──────── Vorliegender Text ────────
Union und SPD: Streit um Migration belastet Groko-Verhandlungen
Beim Thema Familiennachzug prallten SPD und CSU am Sonntagabend aufeinander. Im Bereich Gesundheit und Pflege sollen die Gespräche hingegen schon weit sein.
CDU, CSU und SPD sind unter großem Erfolgsdruck in die entscheidende Marathonwoche ihrer Koalitionsverhandlungen gestartet - und gleich zu Beginn hakt es. Beide Seiten steckten am Wochenende ihre Kompromiss- und Grenzlinien ab. Am Sonntagabend zeichnete sich ein heftiger Streit beim Thema Familiennachzug ab. Aus Teilnehmerkreisen hieß es, der Arbeitsgruppe Migration stehe eine harte Woche bevor. SPD-Chef Martin Schulz hielt sich trotz parteiinternen Drucks die Option offen, als Minister in ein viertes Kabinett Merkel zu gehen.
In der Arbeitsgruppe zum Thema Migration habe es bereits zu Beginn einen Schlagabtausch zwischen den Unterhändlern von SPD und CSU, Ralf Stegner und Andreas Scheuer, gegeben. Der CDU-Verhandlungsführer, Hessens Ministerpräsident Volker Bouffier, sei um Schlichtung bemüht gewesen. Von anderer Seite hieß es, Stegner habe im Prinzip das in den Sondierungen erzielte Migrationspaket wieder aufschnüren wollen. Die Verhandlungen hätten aus Zeitgründen vertagt werden müssen.
────────
Aufgabenliste ▸
A - Wer wird im Artikel zu den Koalitionsverhandlungen als CDU-Verhandlungsführer genannt?
B - Übersetze diesen Satz aus dem Artikel zu den Koalitionsverhandlungen ins Englische: „Beide Seiten steckten am Wochenende ihre Kompromiss- und Grenzlinien ab.“
C - Erweitere den Artikel zu den Koalitionsverhandlungen um einige Sätze, die unmittelbar an seinen letzten Satz anschließen.
Die Einträge werden für die Bearbeitung nicht benötigt.
──────── Liste der Einträge ────────
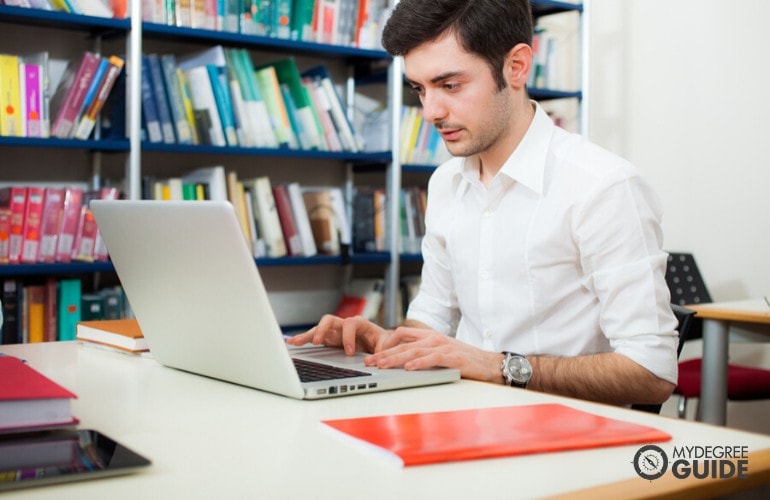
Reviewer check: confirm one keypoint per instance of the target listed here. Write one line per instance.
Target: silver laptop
(199, 299)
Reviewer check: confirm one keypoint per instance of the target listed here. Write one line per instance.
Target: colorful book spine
(69, 308)
(14, 198)
(32, 99)
(161, 100)
(33, 216)
(73, 200)
(73, 92)
(88, 120)
(150, 116)
(182, 126)
(10, 96)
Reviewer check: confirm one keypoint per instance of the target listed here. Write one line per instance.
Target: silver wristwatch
(516, 370)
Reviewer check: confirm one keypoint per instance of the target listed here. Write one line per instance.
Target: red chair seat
(743, 382)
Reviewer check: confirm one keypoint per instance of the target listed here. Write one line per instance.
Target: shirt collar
(526, 165)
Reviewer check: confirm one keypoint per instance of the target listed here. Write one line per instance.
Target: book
(68, 300)
(288, 223)
(207, 121)
(29, 399)
(14, 198)
(5, 234)
(10, 308)
(31, 92)
(68, 228)
(88, 120)
(323, 221)
(267, 79)
(33, 215)
(301, 219)
(70, 94)
(266, 214)
(214, 178)
(123, 334)
(362, 297)
(153, 129)
(35, 313)
(175, 95)
(10, 96)
(448, 436)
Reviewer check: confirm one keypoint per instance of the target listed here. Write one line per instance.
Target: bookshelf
(134, 157)
(127, 159)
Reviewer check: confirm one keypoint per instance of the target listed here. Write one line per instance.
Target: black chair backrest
(685, 318)
(685, 281)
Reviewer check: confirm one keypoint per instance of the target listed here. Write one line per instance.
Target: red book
(286, 217)
(49, 226)
(426, 438)
(100, 248)
(15, 199)
(5, 234)
(73, 201)
(33, 216)
(29, 399)
(85, 238)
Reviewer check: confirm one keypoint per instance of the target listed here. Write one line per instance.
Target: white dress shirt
(560, 255)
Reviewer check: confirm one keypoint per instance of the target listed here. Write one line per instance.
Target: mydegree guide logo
(716, 462)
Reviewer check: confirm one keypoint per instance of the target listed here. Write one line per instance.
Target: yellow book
(10, 96)
(36, 313)
(187, 105)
────────
Lösungen ▸
A - Hessens Ministerpräsident Volker Bouffier.

B - Over the weekend, both sides staked out where they were willing to compromise and where they drew the line.

C -
SPD-Chef Martin Schulz hatte zuvor von der Union erneut Entgegenkommen bei den drei zentralen Nachbesserungswünschen des Bonner SPD-Parteitags zum Sondierungspapier gefordert. Sowohl beim Familiennachzug für Flüchtlinge mit eingeschränktem Schutzstatus, als auch im Kampf gegen die „Zwei-Klassen-Medizin“ und bei der Befristung von Jobs ohne sachlichen Grund müssten Union und SPD zusammenkommen, sagte Schulz am Sonntag in der ARD-Sendung "Bericht aus Berlin". „Wir sind da kompromissbereit in jedem Fall. Aber wir erwarten auch Bewegung von der Union.“
Schulz erklärte auch, er werde erst nach einem Ja der Parteimitglieder zu einer neuen großen Koalition endgültig entscheiden, ob er als Minister in ein schwarz-rotes Kabinett geht. „Über Personalfragen redet man am Ende von erfolgreichen Verhandlungen“, sagte Schulz in der Sendung.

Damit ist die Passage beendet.